Count the lines in the records below that contain the string "trousers", treating uppercase and lowercase as different. Give only the number.

* BEGIN SUPPLIED DATA *

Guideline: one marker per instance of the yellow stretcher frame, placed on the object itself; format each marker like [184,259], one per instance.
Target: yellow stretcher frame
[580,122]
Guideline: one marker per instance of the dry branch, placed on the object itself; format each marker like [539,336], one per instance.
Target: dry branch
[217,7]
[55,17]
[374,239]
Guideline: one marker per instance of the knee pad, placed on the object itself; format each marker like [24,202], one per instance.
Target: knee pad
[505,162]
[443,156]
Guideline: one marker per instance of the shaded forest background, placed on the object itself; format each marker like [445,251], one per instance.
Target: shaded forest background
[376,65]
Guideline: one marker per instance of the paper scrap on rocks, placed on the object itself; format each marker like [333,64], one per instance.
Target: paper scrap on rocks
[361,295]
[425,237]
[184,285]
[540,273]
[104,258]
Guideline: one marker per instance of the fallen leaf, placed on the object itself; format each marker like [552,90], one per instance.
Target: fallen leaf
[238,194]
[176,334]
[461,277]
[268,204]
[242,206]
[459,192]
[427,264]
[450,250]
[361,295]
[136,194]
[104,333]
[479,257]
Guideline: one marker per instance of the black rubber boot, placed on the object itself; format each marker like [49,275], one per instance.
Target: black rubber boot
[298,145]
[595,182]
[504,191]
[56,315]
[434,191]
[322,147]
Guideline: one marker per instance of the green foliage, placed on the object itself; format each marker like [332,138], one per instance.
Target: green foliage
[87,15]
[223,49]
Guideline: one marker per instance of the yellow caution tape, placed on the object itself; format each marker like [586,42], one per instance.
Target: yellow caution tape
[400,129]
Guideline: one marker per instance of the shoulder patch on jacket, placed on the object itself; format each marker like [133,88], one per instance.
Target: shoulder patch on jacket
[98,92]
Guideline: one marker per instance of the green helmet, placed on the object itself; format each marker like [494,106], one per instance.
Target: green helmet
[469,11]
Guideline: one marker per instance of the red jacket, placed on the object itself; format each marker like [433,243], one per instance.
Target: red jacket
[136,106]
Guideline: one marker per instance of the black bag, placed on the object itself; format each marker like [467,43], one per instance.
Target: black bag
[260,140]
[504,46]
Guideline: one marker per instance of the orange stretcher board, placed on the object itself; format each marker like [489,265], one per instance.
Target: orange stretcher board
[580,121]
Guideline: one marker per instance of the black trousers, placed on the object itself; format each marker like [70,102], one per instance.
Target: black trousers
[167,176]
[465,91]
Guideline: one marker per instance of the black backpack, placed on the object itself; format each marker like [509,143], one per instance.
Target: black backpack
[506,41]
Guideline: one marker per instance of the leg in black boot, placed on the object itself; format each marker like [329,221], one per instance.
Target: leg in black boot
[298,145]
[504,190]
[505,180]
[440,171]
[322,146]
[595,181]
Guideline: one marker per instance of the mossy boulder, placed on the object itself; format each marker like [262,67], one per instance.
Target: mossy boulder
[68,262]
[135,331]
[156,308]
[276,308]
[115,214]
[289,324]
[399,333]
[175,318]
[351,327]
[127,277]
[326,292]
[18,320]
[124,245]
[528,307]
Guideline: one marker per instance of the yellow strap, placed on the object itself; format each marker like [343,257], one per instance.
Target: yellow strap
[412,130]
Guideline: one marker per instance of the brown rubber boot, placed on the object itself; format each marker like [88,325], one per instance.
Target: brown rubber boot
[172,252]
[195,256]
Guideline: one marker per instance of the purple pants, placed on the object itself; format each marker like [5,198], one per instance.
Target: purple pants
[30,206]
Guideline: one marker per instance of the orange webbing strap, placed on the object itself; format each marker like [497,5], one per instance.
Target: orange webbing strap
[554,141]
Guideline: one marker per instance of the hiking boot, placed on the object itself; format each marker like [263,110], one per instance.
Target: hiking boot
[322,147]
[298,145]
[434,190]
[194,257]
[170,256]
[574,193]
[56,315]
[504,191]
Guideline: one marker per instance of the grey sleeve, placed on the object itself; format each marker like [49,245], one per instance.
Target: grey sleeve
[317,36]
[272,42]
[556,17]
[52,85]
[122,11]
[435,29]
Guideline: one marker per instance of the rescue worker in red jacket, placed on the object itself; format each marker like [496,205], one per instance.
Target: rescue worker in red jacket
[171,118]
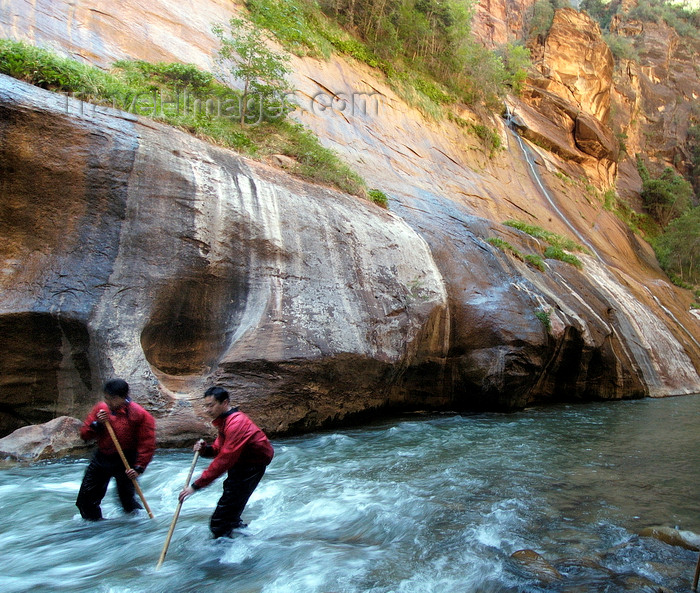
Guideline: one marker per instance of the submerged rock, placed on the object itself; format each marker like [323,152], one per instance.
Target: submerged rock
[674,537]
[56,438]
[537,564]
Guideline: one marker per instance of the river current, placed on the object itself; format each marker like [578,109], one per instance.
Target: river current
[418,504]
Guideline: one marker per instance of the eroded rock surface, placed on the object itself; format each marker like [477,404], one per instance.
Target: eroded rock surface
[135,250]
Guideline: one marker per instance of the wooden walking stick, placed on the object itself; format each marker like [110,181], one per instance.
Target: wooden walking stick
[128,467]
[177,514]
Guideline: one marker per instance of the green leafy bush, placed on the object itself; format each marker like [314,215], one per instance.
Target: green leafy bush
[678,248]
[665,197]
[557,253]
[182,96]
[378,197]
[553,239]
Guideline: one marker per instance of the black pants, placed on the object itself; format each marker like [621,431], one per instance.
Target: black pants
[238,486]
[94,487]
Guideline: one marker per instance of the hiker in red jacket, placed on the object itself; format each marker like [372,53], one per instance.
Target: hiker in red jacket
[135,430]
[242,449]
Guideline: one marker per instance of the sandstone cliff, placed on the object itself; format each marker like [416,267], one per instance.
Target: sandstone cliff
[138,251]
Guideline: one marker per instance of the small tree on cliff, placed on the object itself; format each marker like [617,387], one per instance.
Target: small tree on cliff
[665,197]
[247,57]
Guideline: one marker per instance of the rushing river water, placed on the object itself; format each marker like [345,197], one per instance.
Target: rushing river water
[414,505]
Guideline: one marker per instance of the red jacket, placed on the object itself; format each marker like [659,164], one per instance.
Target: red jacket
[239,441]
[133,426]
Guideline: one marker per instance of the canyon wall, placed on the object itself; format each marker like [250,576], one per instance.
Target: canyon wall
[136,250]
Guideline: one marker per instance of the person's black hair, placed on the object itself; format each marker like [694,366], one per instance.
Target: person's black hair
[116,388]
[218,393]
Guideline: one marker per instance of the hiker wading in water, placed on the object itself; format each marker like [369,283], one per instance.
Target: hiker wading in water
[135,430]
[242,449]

* END SUPPLIED DATA *
* BEGIN SUPPLIED DATA *

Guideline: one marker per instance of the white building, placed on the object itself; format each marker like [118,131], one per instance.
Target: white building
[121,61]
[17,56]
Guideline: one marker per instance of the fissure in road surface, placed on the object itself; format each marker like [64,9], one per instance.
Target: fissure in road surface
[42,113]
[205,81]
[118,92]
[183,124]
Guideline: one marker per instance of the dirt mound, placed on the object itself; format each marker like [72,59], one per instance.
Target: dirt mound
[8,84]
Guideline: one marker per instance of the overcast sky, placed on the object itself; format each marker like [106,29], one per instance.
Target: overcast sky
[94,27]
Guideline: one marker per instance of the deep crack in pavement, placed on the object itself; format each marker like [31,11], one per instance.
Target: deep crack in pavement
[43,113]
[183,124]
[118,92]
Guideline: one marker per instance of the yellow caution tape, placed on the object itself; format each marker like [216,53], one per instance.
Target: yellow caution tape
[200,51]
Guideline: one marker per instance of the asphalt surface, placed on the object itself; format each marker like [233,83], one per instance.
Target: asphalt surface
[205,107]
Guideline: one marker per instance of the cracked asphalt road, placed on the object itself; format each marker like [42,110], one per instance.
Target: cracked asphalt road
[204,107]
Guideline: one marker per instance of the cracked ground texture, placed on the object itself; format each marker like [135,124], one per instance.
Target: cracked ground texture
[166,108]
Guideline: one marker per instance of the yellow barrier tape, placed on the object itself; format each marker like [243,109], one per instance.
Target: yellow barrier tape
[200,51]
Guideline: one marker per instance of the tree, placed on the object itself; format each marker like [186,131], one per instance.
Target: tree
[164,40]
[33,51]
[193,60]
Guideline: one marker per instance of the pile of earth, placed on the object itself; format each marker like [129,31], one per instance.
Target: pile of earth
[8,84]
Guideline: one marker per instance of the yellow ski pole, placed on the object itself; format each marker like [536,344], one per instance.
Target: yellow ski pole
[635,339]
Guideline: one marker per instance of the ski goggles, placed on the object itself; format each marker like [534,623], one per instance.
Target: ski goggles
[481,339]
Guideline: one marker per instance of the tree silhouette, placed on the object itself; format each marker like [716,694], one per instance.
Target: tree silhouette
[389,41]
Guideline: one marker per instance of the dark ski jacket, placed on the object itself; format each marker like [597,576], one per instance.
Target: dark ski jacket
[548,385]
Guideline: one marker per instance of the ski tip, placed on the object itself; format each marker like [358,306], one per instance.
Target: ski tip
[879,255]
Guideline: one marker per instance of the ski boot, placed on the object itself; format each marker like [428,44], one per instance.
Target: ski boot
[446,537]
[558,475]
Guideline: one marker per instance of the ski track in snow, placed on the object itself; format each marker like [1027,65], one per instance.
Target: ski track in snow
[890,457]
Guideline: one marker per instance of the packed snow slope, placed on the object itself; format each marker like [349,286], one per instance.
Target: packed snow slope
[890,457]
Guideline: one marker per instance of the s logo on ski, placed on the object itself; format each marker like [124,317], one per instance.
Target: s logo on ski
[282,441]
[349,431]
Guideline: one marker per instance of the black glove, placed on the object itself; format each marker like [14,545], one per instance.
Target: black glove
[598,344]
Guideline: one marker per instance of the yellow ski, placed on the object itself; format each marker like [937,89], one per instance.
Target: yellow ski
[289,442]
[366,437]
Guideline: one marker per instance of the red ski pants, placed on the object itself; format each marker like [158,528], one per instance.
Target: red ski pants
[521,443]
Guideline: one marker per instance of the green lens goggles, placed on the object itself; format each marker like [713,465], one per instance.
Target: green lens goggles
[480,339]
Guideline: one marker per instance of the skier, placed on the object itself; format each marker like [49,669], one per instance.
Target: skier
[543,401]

* END SUPPLIED DATA *

WRITTEN ANSWER: 2